----- PASSAGE -----

No not the film lol. The page I linked.
#1 Ok so they can move and pick which objects to LIKELY go to.
#2 They start off randomly moving. True to my name and my baby experiment.
#3 Aha they use Transformer ideas yes yes!!! Now all they need is transformer based simulated motors.
#4 Objects in its sight are payed attention too.
#5 Self-play is key in larger complex 'environments'.
#6 Long term evaluation in RL is hard.
#7 Many different tasks can be learned by RL supervision. And more transferable representations are needed.
#8 Self-emergent complex cooperation and competition using self play robotics language RL (THE COMPETITION SELF-PLAY IS A SELF-ATTENTION).
#9 As they say in the video, multi-agents play competition and cooperation survival thousands of rounds of self play against others and past selves in parallel occurred on Earth using Hide & Seek (uhm, ya, sounds more friendly put that way) and the champions (as shown in their video at the end) are the updates.

----- DATASET -----

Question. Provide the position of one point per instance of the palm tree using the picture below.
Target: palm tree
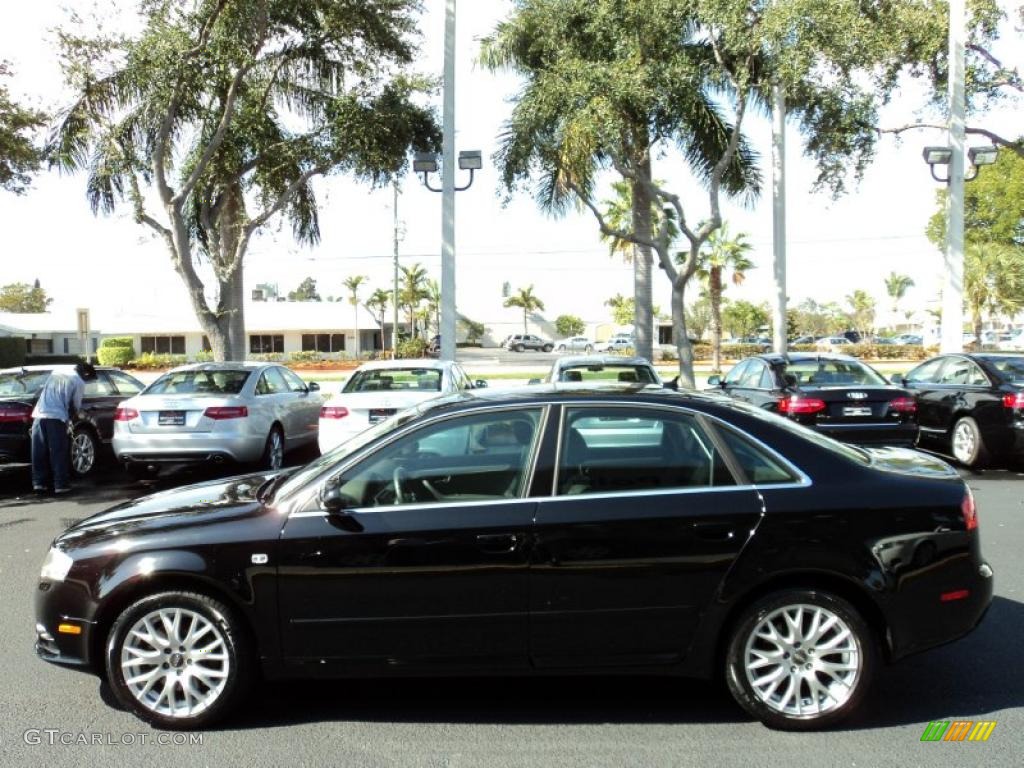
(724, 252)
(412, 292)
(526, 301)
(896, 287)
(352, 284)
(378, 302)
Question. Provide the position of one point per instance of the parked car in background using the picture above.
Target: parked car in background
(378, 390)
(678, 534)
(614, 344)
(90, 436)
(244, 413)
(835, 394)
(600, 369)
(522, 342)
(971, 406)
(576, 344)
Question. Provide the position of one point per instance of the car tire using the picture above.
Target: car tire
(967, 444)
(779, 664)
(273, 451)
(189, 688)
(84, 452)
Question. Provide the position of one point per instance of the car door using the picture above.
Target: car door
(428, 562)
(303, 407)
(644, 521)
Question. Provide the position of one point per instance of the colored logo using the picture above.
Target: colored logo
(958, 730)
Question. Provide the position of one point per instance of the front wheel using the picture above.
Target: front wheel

-----
----- DATASET -----

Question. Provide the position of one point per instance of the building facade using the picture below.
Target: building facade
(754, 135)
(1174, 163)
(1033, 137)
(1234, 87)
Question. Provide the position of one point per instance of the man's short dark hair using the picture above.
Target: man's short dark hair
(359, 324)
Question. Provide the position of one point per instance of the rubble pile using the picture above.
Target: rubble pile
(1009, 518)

-----

# TASK DESCRIPTION:
Reproduce word for word the section of the forum post that opens with the words containing "#2 They start" and closes with "based simulated motors.".

# SOLUTION:
#2 They start off randomly moving. True to my name and my baby experiment.
#3 Aha they use Transformer ideas yes yes!!! Now all they need is transformer based simulated motors.